◆ **STATED EXERCISE 1**: Locate every line in the records that contains the word "yellow" and copy each one out.

◆ **SELECTED EXCERPT**:
Saturday, January 21, 2012

Man From the South (1960, Alfred Hitchcock Presents)

The scene is Las Vegas, circa 1960.

While lounging in a casino coffee shop one morning, a down-on-his luck gambler (Steve McQueen) politely lights the cigarette of an older stranger, Carlos (Peter Lorre). Admiring the gambler's lighter, Carlos proposes a bizarre but intriguing bet. If McQueen can light his lighter ten times in succession without it misfiring once, Carlos will hand him the keys to his brand new Cadillac parked out front.

If he loses, McQueen will give up something he can afford to lose... the pinky finger of his left hand. At first McQueen dismisses the proposition as the ramblings of a crazy old man. But after further goading by Carlos, and an explanation of exactly how he plans to claim the finger should McQueen lose the bet (with a meat cleaver!), McQueen agrees.

McQueen and two bystanders follow Carlos to his luxurious hotel room, where his left hand is tied down with some twine between two nails, Carlos readies the cleaver, and the bet begins.

A tense count of seven successful lighter strikes later, a woman suddenly bursts into the room and wrestles the cleaver from Carlos' hand. It is his wife, who scolds Carlos for betting again while she was away.

Carlos has nothing to bet with, she explains. The Cadillac belongs to her, along with everything else he once owned. You see, it took her awhile, but she won all of it. As she reaches for the car keys, we notice she has only two fingers on her left hand.

From the fifth season of Alfred Hitchcock Presents, "Man From the South" is an adaptation of a 1948 short story by Roald Dahl (which can be read in various Dahl compendiums, including The Umbrella Man and Other Stories.)

The story has such an instantly captivating hook, suspenseful final act and satisfying surprise payoff, it remains one of the more talked about Alfred Hitchcock Presents episodes, and has found its way to the screen more than once.

The premier episode of Tales of the Unexpected (1979), an anthology show based exclusively on the short works of Dahl and hosted by the author himself, presented a version more faithful to Dahl's original text, which sets the story at a Jamaican beach resort instead of Sin City.

But probably the most intense version is the 1985 remake done for The (New) Alfred Hitchcock Presents, which stars John Huston as Carlos and Kim Novak as his wife, and manages to dial up the tension even further by having Novak's surprise entrance cause a draft that blows out the lighter flame, bringing down Carlos' eager cleaver for a near miss before she stops the bet.

◆ **STATED EXERCISE 2**: According to the post about "Man From the South," who played Carlos in the 1985 remake?

◆ **DATA TO USE**:

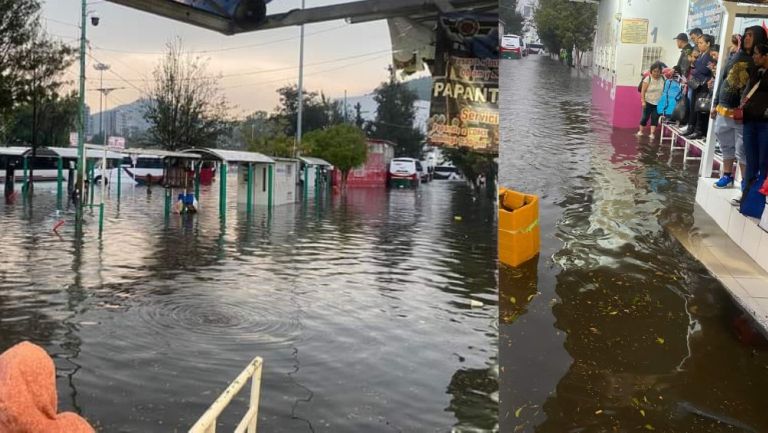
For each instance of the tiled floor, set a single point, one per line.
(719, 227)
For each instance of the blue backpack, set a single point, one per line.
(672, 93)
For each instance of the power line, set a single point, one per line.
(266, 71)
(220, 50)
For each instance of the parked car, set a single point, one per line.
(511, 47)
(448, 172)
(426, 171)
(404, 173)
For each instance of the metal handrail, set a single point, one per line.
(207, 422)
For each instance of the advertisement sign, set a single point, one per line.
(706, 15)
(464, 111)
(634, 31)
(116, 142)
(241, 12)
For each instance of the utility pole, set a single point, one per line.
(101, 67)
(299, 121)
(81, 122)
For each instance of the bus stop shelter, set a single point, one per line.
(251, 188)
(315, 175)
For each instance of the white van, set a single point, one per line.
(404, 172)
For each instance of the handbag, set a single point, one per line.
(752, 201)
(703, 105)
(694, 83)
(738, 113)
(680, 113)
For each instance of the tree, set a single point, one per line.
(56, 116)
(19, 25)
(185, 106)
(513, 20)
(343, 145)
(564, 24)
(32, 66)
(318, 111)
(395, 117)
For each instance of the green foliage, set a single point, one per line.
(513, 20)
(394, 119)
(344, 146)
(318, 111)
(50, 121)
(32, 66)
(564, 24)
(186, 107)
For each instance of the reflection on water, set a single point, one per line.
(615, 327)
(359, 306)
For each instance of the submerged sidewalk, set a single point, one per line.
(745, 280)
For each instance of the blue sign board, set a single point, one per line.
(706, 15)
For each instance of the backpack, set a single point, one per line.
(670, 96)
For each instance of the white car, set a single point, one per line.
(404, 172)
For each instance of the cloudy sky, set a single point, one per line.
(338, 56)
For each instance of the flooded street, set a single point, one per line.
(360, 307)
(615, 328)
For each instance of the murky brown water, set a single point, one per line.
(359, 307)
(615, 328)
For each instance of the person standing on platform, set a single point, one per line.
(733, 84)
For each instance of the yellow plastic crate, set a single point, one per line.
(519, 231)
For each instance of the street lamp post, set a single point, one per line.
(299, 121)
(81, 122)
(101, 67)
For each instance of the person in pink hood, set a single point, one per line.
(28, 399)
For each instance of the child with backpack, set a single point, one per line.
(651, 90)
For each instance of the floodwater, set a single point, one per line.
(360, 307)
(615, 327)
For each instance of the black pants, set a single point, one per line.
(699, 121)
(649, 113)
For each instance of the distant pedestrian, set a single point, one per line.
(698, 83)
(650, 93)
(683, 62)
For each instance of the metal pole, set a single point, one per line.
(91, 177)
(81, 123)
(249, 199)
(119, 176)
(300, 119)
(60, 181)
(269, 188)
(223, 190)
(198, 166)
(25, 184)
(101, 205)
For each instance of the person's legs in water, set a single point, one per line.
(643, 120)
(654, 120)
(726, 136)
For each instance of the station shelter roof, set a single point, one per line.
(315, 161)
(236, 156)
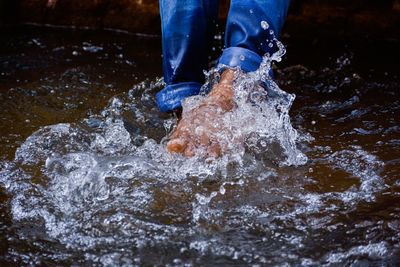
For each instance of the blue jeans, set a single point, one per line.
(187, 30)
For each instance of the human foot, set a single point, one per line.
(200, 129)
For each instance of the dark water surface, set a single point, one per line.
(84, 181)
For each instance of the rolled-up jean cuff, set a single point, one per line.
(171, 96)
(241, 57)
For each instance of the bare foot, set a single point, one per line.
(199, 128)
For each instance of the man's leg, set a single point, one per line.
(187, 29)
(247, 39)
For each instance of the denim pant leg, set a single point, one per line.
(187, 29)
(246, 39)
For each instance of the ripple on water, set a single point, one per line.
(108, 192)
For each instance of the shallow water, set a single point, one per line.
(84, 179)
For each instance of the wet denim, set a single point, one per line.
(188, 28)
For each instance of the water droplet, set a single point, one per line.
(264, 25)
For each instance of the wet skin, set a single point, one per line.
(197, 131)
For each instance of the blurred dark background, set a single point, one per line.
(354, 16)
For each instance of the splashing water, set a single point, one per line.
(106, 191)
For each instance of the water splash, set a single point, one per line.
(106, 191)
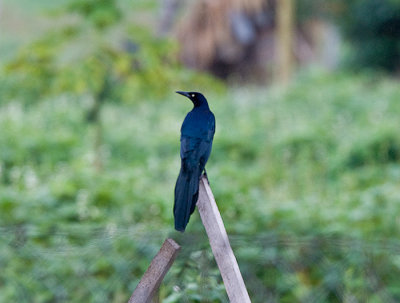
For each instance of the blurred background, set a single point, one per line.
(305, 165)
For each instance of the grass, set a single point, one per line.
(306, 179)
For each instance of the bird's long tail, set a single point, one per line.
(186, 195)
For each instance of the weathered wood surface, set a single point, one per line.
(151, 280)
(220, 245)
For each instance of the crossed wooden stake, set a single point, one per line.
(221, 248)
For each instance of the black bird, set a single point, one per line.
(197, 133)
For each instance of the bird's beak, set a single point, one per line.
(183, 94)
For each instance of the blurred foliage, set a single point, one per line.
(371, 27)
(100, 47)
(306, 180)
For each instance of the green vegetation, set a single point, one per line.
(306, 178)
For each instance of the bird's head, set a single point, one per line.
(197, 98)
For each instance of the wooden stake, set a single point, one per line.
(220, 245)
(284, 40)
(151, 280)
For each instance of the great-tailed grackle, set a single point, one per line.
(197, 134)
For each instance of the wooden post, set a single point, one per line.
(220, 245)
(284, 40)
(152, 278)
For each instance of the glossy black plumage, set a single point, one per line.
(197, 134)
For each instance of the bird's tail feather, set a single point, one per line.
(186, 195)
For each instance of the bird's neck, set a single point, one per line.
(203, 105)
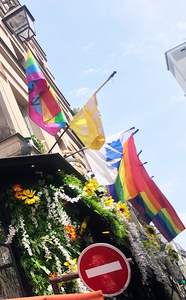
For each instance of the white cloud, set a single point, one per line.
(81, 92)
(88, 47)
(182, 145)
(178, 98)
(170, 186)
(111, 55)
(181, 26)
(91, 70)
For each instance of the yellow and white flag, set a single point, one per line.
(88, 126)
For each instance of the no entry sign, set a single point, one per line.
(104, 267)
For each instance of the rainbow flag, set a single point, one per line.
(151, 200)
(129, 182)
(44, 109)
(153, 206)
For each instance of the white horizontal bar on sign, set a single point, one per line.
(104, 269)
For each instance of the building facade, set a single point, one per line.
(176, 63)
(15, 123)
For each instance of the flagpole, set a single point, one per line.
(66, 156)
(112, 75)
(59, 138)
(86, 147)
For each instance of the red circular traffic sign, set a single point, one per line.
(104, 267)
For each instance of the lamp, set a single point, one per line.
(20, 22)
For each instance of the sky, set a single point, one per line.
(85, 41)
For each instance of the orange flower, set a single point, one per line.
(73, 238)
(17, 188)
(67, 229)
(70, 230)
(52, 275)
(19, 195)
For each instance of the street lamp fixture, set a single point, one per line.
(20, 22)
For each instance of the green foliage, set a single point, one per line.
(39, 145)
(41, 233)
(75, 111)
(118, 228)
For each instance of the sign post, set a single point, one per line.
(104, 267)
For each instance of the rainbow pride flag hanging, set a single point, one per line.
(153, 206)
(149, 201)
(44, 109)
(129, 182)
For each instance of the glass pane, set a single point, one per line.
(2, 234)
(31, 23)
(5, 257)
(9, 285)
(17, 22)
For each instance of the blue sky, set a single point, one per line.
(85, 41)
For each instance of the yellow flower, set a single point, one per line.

◆ **TASK SOLUTION 1**:
For each instance of the yellow plastic crate, set a single point, one per line.
For each instance of the yellow and white flag, set a single point, one per line.
For each instance of the yellow flower, set a single point, one per line.

◆ **TASK SOLUTION 2**: John Huston